*Excerpt provided*:

=== Begin Enclosure ===

Ron Guillard, Nan Arnold scramble to make sure everything is ready for the 29th annual fundraising dinner
Tammye Nash | Senior Editor email@example.com
Being one of two co-chairs of the annual Black Tie Dinner is no easy job. But it is at least a little easier when your co-chair also happens to be a good friend, according to Ron Guillard and Nan Arnold, Black Tie co-chairs for 2010.
This year’s version of the annual fundraising dinner is a week away — Saturday, Nov. 6 at the Sheraton Dallas Hotel — and Guillard and Arnold were busy this past week making sure they had every little detail attended to before the big night.
“It’s a collaborative effort,” said Guillard. “We have to be able to work together and lead the board with one voice. I think we have been able to do that, and I know I have had a great time working with Nan.”
Arnold added, “We’ve been friends for a long time, which definitely helps. Ron and I first met back in the ’90s when we were both working on fundraising for Lambda Legal, back before they even opened a Lambda Legal office here in Dallas. We knew each other before then, but we got to really be friends working with Lambda Legal.”

=== End Enclosure ===

*Study material*:
=== Begin Enclosure ===

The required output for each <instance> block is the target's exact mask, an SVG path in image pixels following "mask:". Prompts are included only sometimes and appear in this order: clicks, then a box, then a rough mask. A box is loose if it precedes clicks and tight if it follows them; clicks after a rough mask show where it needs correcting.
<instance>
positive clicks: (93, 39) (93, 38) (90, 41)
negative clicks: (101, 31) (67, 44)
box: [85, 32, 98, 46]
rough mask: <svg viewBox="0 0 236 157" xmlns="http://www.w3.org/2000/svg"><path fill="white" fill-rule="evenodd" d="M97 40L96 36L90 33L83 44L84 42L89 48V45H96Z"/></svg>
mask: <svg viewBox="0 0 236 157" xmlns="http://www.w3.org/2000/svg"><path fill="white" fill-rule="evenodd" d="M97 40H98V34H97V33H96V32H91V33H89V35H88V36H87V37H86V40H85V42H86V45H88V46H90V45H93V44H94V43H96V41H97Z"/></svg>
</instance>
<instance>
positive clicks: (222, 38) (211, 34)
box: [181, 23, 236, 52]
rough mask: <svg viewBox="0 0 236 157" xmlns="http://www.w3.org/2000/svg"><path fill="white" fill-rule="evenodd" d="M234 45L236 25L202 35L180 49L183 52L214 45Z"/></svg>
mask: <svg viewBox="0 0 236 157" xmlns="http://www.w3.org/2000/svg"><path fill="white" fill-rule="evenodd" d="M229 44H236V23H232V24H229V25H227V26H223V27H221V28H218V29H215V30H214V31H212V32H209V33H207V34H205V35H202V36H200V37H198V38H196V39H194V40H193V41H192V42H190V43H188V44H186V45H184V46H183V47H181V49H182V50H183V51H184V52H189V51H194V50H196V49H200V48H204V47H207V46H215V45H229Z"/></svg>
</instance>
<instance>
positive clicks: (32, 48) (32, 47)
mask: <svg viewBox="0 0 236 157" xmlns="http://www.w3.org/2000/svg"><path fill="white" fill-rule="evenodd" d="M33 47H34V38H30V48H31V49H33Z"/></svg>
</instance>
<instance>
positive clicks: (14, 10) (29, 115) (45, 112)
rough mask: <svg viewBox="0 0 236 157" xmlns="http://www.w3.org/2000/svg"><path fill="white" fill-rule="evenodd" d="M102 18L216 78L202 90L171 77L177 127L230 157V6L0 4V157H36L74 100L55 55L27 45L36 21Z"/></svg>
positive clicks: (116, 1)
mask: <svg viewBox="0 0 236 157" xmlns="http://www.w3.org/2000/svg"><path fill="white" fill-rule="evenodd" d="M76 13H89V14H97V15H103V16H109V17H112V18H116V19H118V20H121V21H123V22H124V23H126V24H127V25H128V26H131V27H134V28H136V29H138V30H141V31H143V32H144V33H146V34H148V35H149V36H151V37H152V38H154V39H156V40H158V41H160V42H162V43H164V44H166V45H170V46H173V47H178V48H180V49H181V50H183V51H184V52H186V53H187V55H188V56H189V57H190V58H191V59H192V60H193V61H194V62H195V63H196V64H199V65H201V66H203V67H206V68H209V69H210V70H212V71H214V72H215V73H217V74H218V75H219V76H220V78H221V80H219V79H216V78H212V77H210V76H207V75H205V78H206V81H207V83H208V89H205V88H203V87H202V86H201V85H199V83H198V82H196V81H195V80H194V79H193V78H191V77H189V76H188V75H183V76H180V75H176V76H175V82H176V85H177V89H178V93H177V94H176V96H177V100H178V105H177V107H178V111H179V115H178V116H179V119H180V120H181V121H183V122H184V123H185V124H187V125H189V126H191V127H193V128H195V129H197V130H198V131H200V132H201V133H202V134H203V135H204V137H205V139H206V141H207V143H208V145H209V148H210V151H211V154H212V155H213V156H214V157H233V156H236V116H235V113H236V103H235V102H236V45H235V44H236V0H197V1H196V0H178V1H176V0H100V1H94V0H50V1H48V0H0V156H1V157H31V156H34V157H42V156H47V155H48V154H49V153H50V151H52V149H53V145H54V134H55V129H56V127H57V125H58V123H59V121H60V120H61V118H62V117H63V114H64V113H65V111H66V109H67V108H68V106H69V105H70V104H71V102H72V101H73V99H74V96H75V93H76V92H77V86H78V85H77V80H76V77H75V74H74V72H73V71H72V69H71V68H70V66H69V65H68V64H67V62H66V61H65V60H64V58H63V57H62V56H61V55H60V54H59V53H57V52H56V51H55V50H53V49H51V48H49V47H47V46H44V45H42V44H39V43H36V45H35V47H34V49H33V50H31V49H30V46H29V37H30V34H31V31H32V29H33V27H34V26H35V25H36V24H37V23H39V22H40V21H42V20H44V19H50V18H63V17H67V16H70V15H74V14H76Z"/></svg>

=== End Enclosure ===

*Instructions to follow*: Quote the Black Tie Dinner article word for word, from "Ron Guillard, Nan" up to and including "co-chairs for 2010.". The lines after the article are separate material with no connection to it.

*Written answer*:
Ron Guillard, Nan Arnold scramble to make sure everything is ready for the 29th annual fundraising dinner
Tammye Nash | Senior Editor email@example.com
Being one of two co-chairs of the annual Black Tie Dinner is no easy job. But it is at least a little easier when your co-chair also happens to be a good friend, according to Ron Guillard and Nan Arnold, Black Tie co-chairs for 2010.